[Labeled-object pointing entries]
--*--

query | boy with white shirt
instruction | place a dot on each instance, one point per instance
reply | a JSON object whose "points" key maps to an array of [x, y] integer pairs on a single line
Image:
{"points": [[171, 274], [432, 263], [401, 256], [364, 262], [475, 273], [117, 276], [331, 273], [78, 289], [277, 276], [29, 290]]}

--*--

» **EXERCISE BRIEF**:
Pick out every line of the material that contains the string "points", matching case exactly.

» **WORKED ANSWER**:
reply | a JSON object whose "points" key maps to an array of [x, y] integer pairs on a single line
{"points": [[171, 274], [432, 263], [401, 256], [364, 262], [475, 273], [117, 276], [331, 273], [78, 289], [277, 276], [29, 290]]}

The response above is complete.